■ REQUIREMENTS
Copy out the data from the line containing "Using the image above, draw a bounding box around the small" through the line containing "[662,155,693,218]", both included. Leave the requests unchanged, multiply every bounding-box coordinate in the answers by 1.45, round each result to a whole number with halves going up, and give only those lines.

++++++

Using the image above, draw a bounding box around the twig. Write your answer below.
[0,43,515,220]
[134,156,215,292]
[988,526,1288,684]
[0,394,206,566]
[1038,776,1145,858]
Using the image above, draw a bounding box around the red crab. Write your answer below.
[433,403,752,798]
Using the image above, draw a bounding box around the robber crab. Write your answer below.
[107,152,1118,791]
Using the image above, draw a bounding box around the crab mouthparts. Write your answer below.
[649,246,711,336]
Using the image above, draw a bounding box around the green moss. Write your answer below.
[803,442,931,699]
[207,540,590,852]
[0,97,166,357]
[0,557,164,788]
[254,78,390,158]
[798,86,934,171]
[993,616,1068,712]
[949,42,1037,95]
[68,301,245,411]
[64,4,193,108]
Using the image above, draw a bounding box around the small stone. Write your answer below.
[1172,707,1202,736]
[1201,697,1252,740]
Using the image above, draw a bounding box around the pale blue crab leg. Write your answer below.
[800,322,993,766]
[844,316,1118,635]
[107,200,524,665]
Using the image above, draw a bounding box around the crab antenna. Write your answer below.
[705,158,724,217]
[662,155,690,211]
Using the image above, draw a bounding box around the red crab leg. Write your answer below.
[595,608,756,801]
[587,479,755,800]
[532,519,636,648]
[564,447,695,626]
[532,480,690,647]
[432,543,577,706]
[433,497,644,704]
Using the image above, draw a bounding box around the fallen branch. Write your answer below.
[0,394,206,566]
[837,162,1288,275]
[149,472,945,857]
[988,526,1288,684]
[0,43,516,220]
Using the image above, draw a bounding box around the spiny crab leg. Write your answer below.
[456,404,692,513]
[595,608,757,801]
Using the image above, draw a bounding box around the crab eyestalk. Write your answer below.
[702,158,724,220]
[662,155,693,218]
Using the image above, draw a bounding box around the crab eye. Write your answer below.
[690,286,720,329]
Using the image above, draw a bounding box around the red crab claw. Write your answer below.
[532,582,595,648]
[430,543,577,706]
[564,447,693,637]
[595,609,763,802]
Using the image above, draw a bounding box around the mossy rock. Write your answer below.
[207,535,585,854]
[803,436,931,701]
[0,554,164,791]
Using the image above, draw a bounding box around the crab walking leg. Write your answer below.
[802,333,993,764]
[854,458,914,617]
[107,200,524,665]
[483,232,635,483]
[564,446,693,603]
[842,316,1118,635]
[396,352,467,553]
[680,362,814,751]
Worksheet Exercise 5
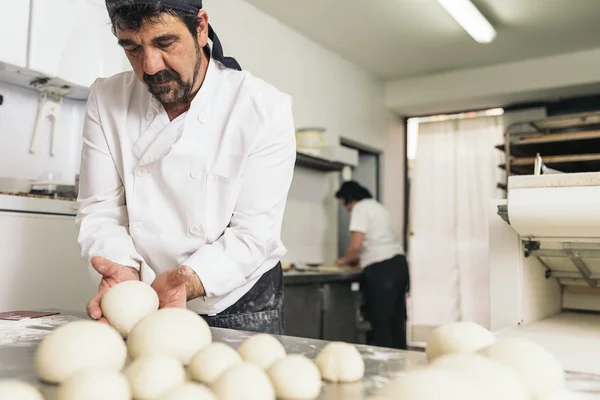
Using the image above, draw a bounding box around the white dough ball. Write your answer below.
[315,342,365,382]
[479,338,565,398]
[431,353,530,400]
[425,322,496,361]
[158,382,218,400]
[35,320,127,383]
[127,308,212,365]
[212,362,275,400]
[188,342,242,385]
[100,281,158,337]
[238,333,286,369]
[373,368,488,400]
[56,369,131,400]
[124,354,185,400]
[267,354,321,400]
[0,379,44,400]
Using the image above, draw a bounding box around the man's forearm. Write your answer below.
[185,273,206,301]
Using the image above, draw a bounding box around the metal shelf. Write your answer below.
[496,112,600,187]
[296,152,345,172]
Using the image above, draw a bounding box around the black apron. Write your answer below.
[202,263,284,335]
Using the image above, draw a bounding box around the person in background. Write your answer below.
[76,0,296,334]
[335,181,409,349]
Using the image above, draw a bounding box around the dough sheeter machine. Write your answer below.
[489,163,600,382]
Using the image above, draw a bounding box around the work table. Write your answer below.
[0,313,600,400]
[283,268,361,285]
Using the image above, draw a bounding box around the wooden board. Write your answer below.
[512,154,600,166]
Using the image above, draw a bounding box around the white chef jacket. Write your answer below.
[76,60,296,314]
[350,199,404,268]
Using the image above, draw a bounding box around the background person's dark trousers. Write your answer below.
[361,256,410,350]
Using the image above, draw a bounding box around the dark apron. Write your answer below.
[202,263,284,335]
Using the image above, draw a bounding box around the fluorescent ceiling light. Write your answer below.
[437,0,496,43]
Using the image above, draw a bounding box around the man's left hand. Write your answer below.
[151,266,195,308]
[151,265,206,308]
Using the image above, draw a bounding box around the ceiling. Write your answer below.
[248,0,600,80]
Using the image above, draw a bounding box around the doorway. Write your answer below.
[338,139,381,257]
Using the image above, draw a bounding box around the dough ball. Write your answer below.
[315,342,365,382]
[479,338,565,398]
[158,382,218,400]
[35,320,127,383]
[100,281,158,337]
[431,354,530,400]
[426,322,496,361]
[56,369,131,400]
[127,308,212,365]
[267,354,321,400]
[125,354,185,400]
[188,342,242,385]
[373,368,486,400]
[212,362,275,400]
[0,379,44,400]
[238,333,286,369]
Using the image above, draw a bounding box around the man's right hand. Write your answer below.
[87,257,140,323]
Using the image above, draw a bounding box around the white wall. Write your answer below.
[0,82,85,183]
[386,49,600,115]
[204,0,404,263]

++++++

■ RIGHT ANSWER
Using the image above, draw a bounding box around the small stone. Write your answer below.
[1699,1025,1743,1067]
[1741,1011,1815,1073]
Using the image above, draw a bounding box around the pale blue crab leg. Write your answer below.
[1160,467,1440,1111]
[1224,458,1621,921]
[155,290,760,964]
Using the image above, draw a bounding box around the crab antenna. Write your answer below.
[1022,229,1050,315]
[960,225,1001,306]
Using the image above, draw a bounding box around the red crab leg. Write your answer below.
[863,882,1096,1161]
[851,695,1095,1160]
[771,753,922,940]
[818,648,1008,908]
[771,696,1001,938]
[626,787,837,1024]
[628,721,934,1021]
Using the image above, draw a bounding box around the fallen branch. Write your answer below.
[0,571,299,821]
[1214,235,1868,399]
[216,684,1370,1243]
[1433,763,1868,992]
[0,62,748,319]
Using the image above, draw a bounding box around the spiny crab leg. Write your answer below.
[661,586,1003,744]
[863,882,1098,1161]
Using the image above, draw a bounding box around the crab eyestalk. Write your answer below.
[1018,229,1050,319]
[960,225,1005,316]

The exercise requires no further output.